◆ What is needed:
Pick out each line of the records that includes the string "below", and copy it.

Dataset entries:
····················
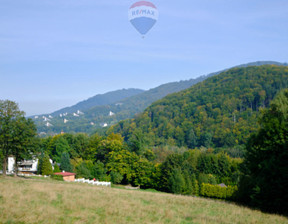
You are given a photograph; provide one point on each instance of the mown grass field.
(48, 201)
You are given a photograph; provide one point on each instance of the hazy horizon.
(55, 54)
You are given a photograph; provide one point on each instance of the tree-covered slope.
(99, 115)
(221, 111)
(123, 104)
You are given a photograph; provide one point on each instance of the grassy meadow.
(48, 201)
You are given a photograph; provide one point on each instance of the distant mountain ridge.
(221, 111)
(111, 108)
(100, 99)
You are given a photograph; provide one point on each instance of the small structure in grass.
(67, 176)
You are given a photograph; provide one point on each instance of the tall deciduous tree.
(65, 162)
(15, 132)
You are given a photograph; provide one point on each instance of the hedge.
(216, 191)
(57, 177)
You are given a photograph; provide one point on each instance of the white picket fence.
(97, 183)
(31, 175)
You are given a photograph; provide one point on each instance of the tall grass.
(48, 201)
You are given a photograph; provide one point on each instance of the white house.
(25, 166)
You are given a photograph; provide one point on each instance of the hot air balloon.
(143, 15)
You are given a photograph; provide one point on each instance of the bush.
(116, 177)
(216, 191)
(57, 177)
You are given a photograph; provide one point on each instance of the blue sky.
(54, 53)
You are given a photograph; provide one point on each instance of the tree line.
(259, 179)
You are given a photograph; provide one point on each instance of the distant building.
(25, 166)
(103, 125)
(80, 112)
(67, 176)
(48, 124)
(111, 113)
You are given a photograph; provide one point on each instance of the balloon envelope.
(143, 15)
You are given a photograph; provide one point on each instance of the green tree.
(46, 167)
(177, 182)
(23, 140)
(65, 162)
(56, 169)
(265, 182)
(16, 133)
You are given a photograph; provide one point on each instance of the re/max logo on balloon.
(143, 12)
(143, 15)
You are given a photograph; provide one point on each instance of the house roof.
(222, 185)
(64, 174)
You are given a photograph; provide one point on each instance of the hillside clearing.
(46, 201)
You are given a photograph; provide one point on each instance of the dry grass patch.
(47, 201)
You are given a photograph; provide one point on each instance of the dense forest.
(220, 112)
(95, 112)
(224, 138)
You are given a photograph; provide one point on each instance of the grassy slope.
(46, 201)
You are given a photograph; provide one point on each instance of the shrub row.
(57, 177)
(216, 191)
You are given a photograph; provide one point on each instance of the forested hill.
(110, 108)
(222, 111)
(99, 100)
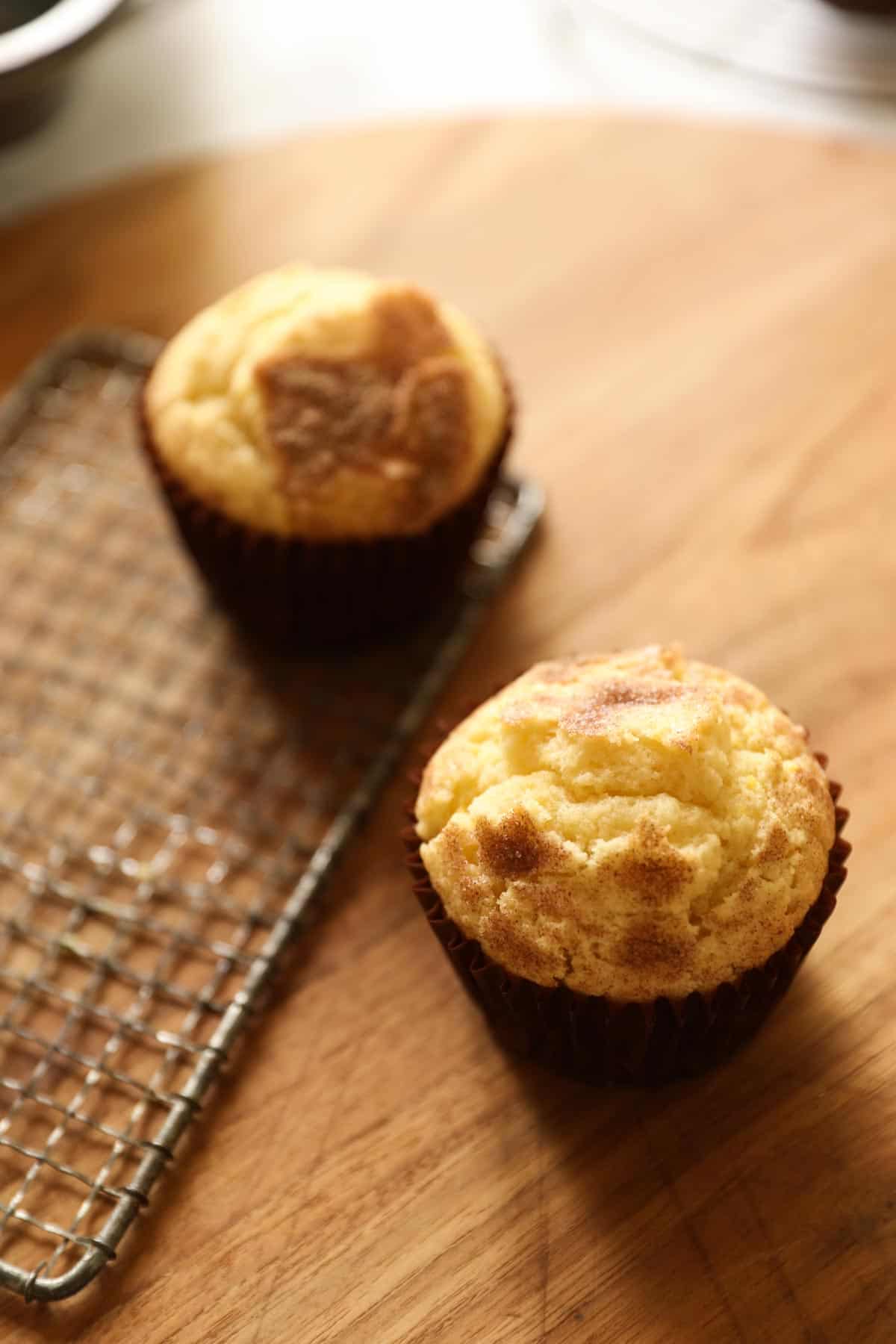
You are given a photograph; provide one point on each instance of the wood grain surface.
(703, 329)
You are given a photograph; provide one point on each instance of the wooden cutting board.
(702, 324)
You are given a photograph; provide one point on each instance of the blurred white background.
(179, 77)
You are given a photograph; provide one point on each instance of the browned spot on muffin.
(550, 900)
(775, 847)
(521, 710)
(590, 712)
(401, 410)
(514, 847)
(653, 868)
(509, 948)
(433, 423)
(408, 331)
(323, 414)
(652, 948)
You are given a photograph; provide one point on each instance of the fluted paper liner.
(292, 593)
(603, 1041)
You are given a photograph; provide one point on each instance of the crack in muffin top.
(328, 405)
(635, 826)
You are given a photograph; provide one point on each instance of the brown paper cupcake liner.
(603, 1041)
(293, 593)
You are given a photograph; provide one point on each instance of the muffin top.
(328, 405)
(632, 826)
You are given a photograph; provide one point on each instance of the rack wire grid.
(169, 806)
(798, 42)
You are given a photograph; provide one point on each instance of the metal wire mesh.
(169, 806)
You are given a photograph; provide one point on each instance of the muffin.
(328, 444)
(626, 859)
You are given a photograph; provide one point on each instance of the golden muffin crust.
(632, 826)
(328, 405)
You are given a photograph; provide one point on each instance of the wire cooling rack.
(802, 42)
(169, 806)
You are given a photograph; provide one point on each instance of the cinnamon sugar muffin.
(637, 833)
(328, 443)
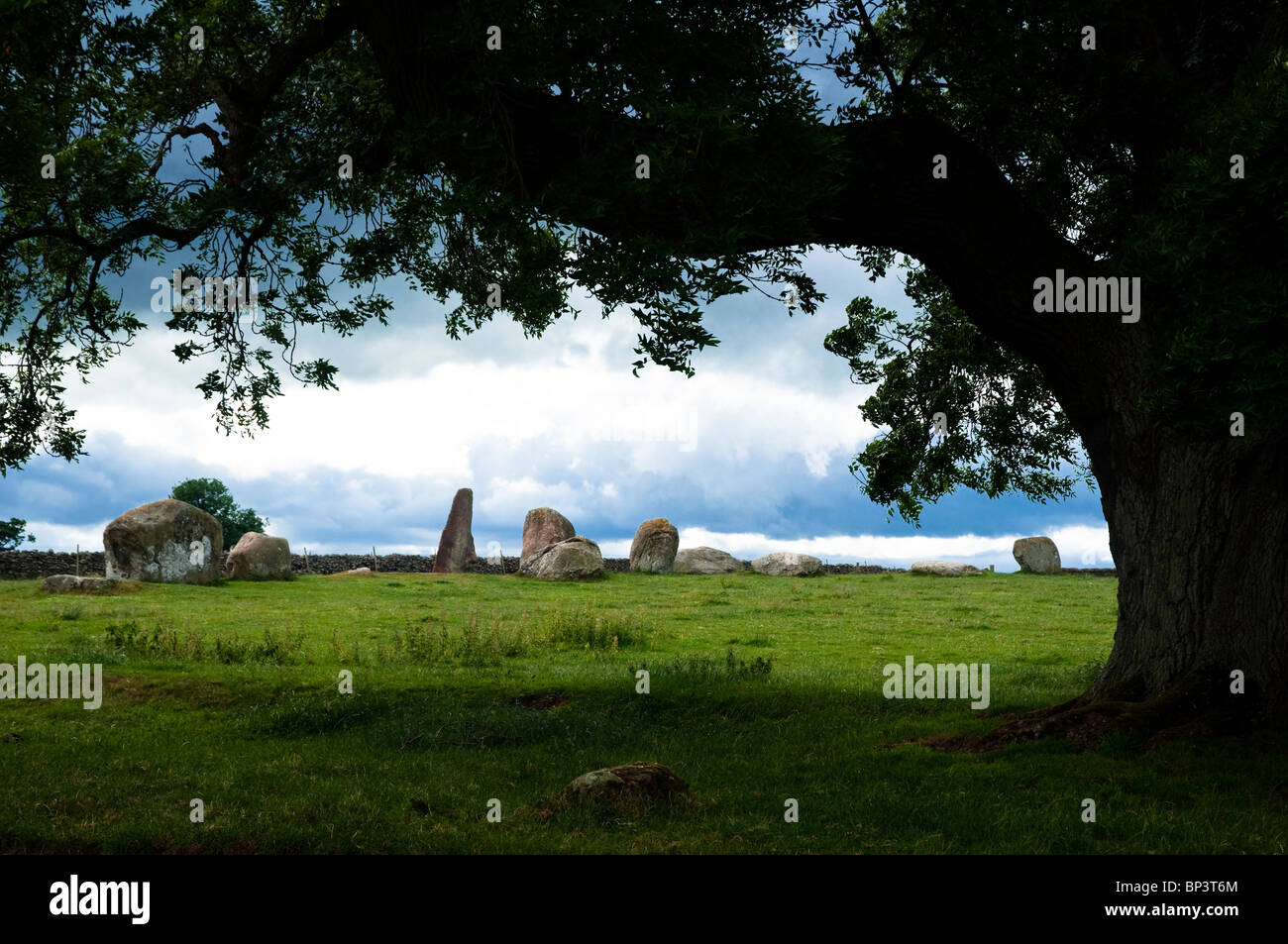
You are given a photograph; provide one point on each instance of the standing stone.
(1037, 556)
(259, 557)
(787, 565)
(655, 546)
(166, 541)
(456, 545)
(706, 561)
(578, 558)
(541, 528)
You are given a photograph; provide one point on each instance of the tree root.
(1184, 712)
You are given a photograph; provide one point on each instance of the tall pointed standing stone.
(456, 545)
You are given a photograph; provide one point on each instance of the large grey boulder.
(655, 546)
(943, 569)
(71, 583)
(456, 545)
(166, 541)
(704, 561)
(541, 528)
(259, 557)
(578, 558)
(629, 785)
(787, 565)
(1037, 556)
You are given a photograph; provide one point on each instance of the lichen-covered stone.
(166, 541)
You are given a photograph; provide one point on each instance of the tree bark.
(1198, 532)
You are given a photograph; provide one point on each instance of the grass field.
(471, 687)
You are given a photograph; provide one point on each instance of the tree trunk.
(1199, 533)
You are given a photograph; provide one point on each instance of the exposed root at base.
(1086, 721)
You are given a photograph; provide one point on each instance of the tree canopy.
(665, 155)
(214, 134)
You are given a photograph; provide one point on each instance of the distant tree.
(12, 535)
(213, 497)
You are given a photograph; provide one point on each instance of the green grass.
(761, 689)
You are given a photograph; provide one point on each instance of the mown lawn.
(761, 689)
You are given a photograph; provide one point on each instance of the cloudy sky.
(751, 455)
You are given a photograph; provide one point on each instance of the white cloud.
(1080, 546)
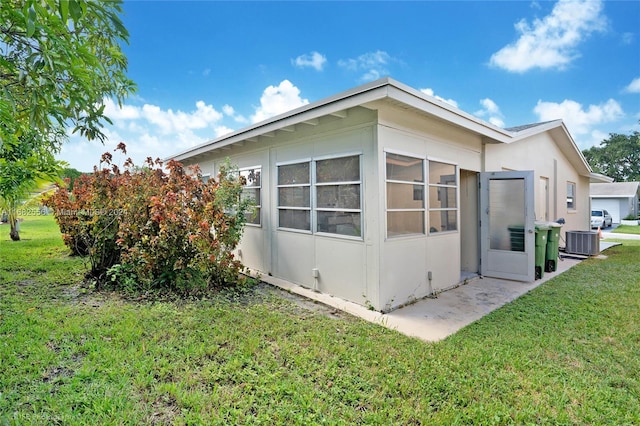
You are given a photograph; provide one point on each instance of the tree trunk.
(14, 233)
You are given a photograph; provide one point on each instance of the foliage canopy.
(59, 60)
(617, 157)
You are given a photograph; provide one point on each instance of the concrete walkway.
(433, 319)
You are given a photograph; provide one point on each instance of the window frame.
(314, 195)
(258, 204)
(415, 187)
(295, 185)
(571, 187)
(456, 187)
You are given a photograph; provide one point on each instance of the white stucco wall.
(541, 154)
(346, 266)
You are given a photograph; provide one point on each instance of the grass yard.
(566, 353)
(626, 229)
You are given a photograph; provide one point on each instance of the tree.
(21, 168)
(617, 157)
(59, 60)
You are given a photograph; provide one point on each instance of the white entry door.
(507, 229)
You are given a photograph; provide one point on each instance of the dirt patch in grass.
(264, 290)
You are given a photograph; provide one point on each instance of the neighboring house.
(620, 199)
(382, 195)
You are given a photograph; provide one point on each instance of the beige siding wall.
(542, 155)
(290, 255)
(406, 261)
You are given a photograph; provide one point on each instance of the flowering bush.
(147, 228)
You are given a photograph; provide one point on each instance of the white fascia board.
(600, 178)
(437, 108)
(308, 113)
(565, 143)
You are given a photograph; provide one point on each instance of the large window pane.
(295, 219)
(253, 216)
(295, 196)
(405, 222)
(343, 223)
(292, 174)
(345, 169)
(338, 196)
(443, 220)
(441, 197)
(251, 176)
(571, 196)
(506, 214)
(404, 196)
(400, 167)
(252, 194)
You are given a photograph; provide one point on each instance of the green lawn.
(626, 229)
(566, 353)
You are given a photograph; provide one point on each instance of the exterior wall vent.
(583, 242)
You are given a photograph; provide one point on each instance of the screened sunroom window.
(443, 197)
(405, 195)
(252, 190)
(571, 196)
(294, 196)
(338, 196)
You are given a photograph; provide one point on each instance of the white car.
(601, 218)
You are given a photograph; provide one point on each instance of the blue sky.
(205, 68)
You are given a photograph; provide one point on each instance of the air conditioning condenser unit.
(586, 243)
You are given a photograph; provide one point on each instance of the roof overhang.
(388, 91)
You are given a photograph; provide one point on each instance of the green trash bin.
(542, 235)
(551, 259)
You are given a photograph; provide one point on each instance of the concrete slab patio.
(433, 319)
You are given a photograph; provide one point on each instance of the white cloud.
(116, 112)
(373, 64)
(634, 86)
(170, 122)
(429, 91)
(222, 130)
(314, 60)
(276, 100)
(552, 42)
(579, 121)
(147, 131)
(151, 131)
(491, 111)
(230, 112)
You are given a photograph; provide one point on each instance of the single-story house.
(620, 199)
(382, 195)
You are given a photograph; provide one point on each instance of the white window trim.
(437, 185)
(424, 210)
(575, 191)
(302, 185)
(314, 198)
(259, 205)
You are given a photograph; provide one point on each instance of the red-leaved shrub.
(151, 227)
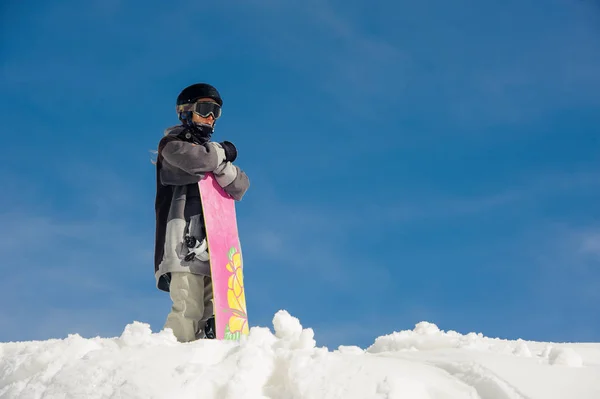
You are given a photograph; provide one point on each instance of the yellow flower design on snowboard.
(238, 322)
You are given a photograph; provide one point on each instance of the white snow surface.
(423, 363)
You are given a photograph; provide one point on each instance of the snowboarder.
(185, 153)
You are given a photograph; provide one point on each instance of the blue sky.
(409, 161)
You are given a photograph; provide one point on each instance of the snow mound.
(565, 357)
(423, 363)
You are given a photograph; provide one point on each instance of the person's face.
(210, 120)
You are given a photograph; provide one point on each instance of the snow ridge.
(423, 363)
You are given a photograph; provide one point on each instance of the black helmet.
(199, 90)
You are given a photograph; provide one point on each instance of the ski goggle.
(204, 109)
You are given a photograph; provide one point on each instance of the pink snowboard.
(225, 253)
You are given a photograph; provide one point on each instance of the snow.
(422, 363)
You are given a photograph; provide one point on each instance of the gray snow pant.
(192, 296)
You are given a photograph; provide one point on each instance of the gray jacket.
(179, 167)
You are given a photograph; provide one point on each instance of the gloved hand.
(230, 151)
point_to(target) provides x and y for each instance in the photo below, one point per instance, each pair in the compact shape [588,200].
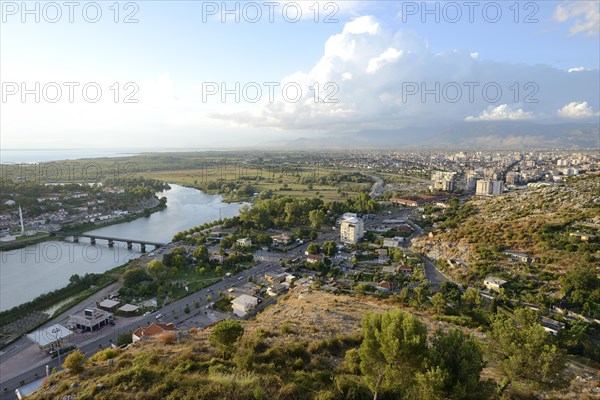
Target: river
[26,273]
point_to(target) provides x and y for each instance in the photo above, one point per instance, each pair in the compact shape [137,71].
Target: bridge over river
[111,240]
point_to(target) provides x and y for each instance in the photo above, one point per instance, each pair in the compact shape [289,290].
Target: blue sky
[177,48]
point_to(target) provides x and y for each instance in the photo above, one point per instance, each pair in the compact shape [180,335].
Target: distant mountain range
[498,135]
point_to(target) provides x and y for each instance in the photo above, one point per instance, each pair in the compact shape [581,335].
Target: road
[90,343]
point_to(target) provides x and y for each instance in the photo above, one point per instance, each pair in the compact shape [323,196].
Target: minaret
[21,218]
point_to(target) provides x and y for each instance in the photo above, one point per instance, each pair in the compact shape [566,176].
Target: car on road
[64,350]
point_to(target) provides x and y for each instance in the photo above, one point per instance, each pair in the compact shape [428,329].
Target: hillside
[535,221]
[294,350]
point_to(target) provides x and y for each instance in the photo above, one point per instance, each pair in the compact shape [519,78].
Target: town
[392,241]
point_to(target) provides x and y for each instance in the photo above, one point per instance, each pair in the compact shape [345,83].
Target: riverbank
[29,316]
[82,227]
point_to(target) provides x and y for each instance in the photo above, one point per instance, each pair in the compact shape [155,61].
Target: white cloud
[585,16]
[501,113]
[577,110]
[387,57]
[446,86]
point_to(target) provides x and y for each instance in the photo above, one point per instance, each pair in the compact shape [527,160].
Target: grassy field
[281,183]
[263,171]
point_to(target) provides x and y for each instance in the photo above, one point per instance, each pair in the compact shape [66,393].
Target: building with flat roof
[493,283]
[49,336]
[243,304]
[488,188]
[151,330]
[90,319]
[352,230]
[109,304]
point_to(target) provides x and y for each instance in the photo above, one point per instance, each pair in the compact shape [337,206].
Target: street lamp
[56,334]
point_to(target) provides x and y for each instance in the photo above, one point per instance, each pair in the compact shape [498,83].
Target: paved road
[92,342]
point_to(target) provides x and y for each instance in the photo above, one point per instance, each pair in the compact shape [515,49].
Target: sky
[203,74]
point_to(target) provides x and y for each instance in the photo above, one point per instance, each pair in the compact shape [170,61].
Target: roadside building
[108,305]
[243,304]
[396,241]
[244,242]
[51,336]
[90,319]
[351,230]
[493,283]
[314,258]
[128,309]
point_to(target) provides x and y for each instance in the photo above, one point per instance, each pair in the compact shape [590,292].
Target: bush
[167,338]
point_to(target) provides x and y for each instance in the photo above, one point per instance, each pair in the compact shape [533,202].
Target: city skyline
[200,82]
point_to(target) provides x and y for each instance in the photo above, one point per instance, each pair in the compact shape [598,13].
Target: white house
[243,304]
[351,230]
[244,242]
[493,283]
[396,241]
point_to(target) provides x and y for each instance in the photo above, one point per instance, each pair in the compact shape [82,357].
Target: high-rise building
[351,230]
[488,187]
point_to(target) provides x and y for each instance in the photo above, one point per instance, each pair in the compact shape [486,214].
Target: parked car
[64,350]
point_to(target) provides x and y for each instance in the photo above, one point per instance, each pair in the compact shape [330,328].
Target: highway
[269,261]
[94,341]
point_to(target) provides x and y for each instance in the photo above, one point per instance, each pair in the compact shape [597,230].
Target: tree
[429,385]
[124,339]
[420,295]
[201,253]
[439,302]
[450,291]
[313,248]
[461,359]
[525,350]
[329,248]
[157,269]
[225,334]
[75,362]
[134,277]
[471,298]
[393,347]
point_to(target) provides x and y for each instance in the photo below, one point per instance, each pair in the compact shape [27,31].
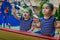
····················
◆ Your solution:
point_to(target) provides x and y for each instance in the photo below, one point per instance, each pair in the compact shape [588,200].
point_to(target) provides x and y for each instance in the photo below, one point per instance, each pair in the compact shape [27,31].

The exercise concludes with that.